REQUEST 1 -
In the introduction, which staple crops are named as examples in food safety discussions on social media?
(Beginning of EXTRACT PROVIDED)
1. Introduction
Named Entity Recognition (NER) and Relation Extraction (RE) are core tasks in social media information monitoring and evaluation. Given the rising influence of multimodal posts, multimodal information extraction technologies are more conducive to the supervision of public opinion on social media, such as Multimodal Named Entity Recognition (MNER) and Multimodal Relation Extraction (MRE). In recent years, food safety issues have received widespread attention on social media, particularly regarding the safety of staple crops such as rice and wheat [
1]. The spread and attention of food safety incidents typically affect consumer confidence and purchasing decisions. Therefore, monitoring and analyzing food safety information on social media, especially the safety information of staple crops, has become increasingly important [
2]. To more effectively mine this information, researchers have applied NER and RE techniques to the monitoring and evaluation of food safety incidents, as well as the analysis of food industry dynamics and food recall information [
3,
4]. On social media platforms, users comment, discuss, and share information about food safety issues, providing valuable data sources for researchers and regulatory authorities.
(End of EXTRACT PROVIDED)
(Beginning of PROVIDED ENTRIES)
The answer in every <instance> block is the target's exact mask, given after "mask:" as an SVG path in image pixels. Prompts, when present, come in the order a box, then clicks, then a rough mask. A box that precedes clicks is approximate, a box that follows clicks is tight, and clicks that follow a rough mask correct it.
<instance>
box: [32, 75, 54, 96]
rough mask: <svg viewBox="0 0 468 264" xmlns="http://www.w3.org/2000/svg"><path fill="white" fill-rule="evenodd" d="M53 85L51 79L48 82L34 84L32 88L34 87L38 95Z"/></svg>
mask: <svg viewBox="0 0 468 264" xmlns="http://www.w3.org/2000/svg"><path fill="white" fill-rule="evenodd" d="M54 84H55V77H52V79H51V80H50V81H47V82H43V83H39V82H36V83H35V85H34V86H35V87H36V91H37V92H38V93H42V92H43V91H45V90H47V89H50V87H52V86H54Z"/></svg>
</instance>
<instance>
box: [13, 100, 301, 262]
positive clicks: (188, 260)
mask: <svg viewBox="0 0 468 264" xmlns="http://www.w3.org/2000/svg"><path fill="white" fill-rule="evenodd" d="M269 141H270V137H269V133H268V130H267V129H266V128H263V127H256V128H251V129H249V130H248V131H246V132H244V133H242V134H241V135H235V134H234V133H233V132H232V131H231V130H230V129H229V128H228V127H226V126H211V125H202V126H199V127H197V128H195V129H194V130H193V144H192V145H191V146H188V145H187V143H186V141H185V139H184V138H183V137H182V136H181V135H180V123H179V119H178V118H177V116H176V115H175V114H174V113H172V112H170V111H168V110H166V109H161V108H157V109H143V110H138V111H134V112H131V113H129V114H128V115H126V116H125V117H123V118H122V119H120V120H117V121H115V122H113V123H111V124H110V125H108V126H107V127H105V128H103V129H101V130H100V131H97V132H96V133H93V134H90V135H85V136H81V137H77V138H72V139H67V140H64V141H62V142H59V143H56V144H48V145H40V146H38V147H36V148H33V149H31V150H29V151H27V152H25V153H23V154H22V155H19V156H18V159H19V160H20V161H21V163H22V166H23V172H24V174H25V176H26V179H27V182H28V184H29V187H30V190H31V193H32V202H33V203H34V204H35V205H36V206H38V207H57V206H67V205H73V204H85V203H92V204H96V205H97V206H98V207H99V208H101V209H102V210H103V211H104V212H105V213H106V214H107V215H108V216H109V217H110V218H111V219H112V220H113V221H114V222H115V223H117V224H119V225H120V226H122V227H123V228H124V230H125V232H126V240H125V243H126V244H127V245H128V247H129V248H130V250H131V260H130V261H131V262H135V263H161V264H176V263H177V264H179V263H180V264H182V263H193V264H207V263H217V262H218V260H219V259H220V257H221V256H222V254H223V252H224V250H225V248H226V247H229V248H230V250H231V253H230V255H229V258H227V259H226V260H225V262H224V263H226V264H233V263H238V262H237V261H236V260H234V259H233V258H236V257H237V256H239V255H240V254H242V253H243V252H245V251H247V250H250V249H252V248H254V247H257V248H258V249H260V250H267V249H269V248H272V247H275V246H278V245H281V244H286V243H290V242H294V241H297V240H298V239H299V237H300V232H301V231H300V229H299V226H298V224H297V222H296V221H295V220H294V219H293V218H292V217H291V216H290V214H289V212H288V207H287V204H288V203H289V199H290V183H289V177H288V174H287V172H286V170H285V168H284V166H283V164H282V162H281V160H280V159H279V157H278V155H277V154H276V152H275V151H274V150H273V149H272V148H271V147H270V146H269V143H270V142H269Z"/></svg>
(End of PROVIDED ENTRIES)
REQUEST 2 -
Recast the part of the listing that opens with the line containing "</instance>" and closes with the line containing "positive clicks: (188, 260)" as a Markdown table with the columns Row and Line. Number each line and omit blank lines.

ANSWER SECTION 1 -
Rice and wheat.

ANSWER SECTION 2 -
| Row | Line |
|---|---|
| 1 | </instance> |
| 2 | <instance> |
| 3 | box: [13, 100, 301, 262] |
| 4 | positive clicks: (188, 260) |